--- start ---
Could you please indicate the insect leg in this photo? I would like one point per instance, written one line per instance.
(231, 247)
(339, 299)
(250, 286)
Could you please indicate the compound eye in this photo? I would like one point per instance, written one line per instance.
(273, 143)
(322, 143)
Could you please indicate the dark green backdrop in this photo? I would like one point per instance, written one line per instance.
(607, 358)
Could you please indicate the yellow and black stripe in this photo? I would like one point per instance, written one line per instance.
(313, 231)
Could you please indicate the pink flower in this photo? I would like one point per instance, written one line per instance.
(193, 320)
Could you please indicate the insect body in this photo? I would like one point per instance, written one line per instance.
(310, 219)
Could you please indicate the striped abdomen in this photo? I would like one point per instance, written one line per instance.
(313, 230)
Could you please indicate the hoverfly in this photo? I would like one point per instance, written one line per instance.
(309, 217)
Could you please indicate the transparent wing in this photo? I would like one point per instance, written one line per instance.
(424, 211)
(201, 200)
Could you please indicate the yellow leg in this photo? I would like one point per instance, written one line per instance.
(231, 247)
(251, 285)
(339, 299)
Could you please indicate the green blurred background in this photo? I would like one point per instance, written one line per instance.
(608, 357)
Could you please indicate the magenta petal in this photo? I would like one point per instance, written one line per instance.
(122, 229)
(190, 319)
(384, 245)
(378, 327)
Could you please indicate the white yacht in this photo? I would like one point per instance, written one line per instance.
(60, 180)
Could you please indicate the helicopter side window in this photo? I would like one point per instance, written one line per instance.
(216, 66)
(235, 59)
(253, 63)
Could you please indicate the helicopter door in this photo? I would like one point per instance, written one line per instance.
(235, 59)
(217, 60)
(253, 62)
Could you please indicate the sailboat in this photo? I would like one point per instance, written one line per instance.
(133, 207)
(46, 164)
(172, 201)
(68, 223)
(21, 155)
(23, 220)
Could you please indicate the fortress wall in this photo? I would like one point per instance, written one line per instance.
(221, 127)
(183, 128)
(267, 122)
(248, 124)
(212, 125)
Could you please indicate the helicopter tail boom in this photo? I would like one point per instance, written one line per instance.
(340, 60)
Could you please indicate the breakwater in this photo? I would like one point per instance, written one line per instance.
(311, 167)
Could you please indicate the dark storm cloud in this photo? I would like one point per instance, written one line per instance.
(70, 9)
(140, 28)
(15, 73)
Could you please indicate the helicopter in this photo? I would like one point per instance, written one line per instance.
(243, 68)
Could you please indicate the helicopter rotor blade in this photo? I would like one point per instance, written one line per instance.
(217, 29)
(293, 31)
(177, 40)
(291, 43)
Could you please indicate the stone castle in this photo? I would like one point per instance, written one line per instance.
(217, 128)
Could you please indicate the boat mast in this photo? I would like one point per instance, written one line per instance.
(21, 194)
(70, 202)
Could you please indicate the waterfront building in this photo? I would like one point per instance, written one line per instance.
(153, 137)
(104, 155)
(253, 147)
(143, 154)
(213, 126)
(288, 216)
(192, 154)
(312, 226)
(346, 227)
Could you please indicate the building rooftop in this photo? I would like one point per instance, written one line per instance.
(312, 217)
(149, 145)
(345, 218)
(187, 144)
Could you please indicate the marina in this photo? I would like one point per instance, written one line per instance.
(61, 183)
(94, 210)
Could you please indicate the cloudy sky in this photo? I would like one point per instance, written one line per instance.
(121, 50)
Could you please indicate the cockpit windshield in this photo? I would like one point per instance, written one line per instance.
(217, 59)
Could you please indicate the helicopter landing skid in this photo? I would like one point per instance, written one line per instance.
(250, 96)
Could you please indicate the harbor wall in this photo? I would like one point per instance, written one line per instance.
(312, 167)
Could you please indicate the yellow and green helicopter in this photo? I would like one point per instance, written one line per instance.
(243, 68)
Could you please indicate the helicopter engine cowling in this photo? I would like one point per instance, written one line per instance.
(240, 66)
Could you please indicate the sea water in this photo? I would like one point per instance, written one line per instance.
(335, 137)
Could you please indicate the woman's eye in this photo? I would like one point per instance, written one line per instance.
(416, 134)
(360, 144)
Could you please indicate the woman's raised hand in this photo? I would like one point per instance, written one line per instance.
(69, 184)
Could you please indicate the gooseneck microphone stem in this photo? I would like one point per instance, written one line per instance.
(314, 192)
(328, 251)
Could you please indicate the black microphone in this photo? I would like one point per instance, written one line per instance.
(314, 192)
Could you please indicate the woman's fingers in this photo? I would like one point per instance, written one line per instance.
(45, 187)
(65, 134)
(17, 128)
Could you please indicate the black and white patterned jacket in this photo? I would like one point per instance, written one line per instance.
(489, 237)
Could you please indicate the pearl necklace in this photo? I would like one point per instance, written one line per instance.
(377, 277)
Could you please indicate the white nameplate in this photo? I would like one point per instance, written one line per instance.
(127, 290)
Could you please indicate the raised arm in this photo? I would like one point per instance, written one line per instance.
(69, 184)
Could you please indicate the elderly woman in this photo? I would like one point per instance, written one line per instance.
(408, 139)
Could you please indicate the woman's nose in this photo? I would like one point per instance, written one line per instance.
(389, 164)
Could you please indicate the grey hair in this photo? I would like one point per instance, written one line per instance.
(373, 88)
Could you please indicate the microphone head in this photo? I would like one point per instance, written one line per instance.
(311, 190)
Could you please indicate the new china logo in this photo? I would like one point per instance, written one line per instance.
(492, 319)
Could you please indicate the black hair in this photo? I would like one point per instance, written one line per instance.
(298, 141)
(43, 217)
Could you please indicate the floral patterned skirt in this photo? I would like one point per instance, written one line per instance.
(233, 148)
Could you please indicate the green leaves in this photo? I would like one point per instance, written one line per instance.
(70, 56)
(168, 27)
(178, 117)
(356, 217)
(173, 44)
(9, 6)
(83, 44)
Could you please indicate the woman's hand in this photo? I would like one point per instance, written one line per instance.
--- end ---
* THE PROBLEM
Copy the records from the line with "Could you please indicate the black hair" through the end of the records, substituting "dress" for "skirt" and leaving everything else unchanged.

* TASK ANSWER
Could you please indicate the black hair in this photo? I would like one point per instance, written one line per instance.
(298, 141)
(43, 217)
Could you please indicate the floral patterned dress in this photo? I would like one point per instance, written one line per instance.
(233, 148)
Could you please indicate the green leaves in this photo? I would like one point per instance, written one line per instance.
(70, 56)
(168, 27)
(178, 117)
(356, 217)
(173, 44)
(9, 6)
(83, 44)
Could you please indicate the woman's hand in this photo? I would like one point per instance, written one line per instance.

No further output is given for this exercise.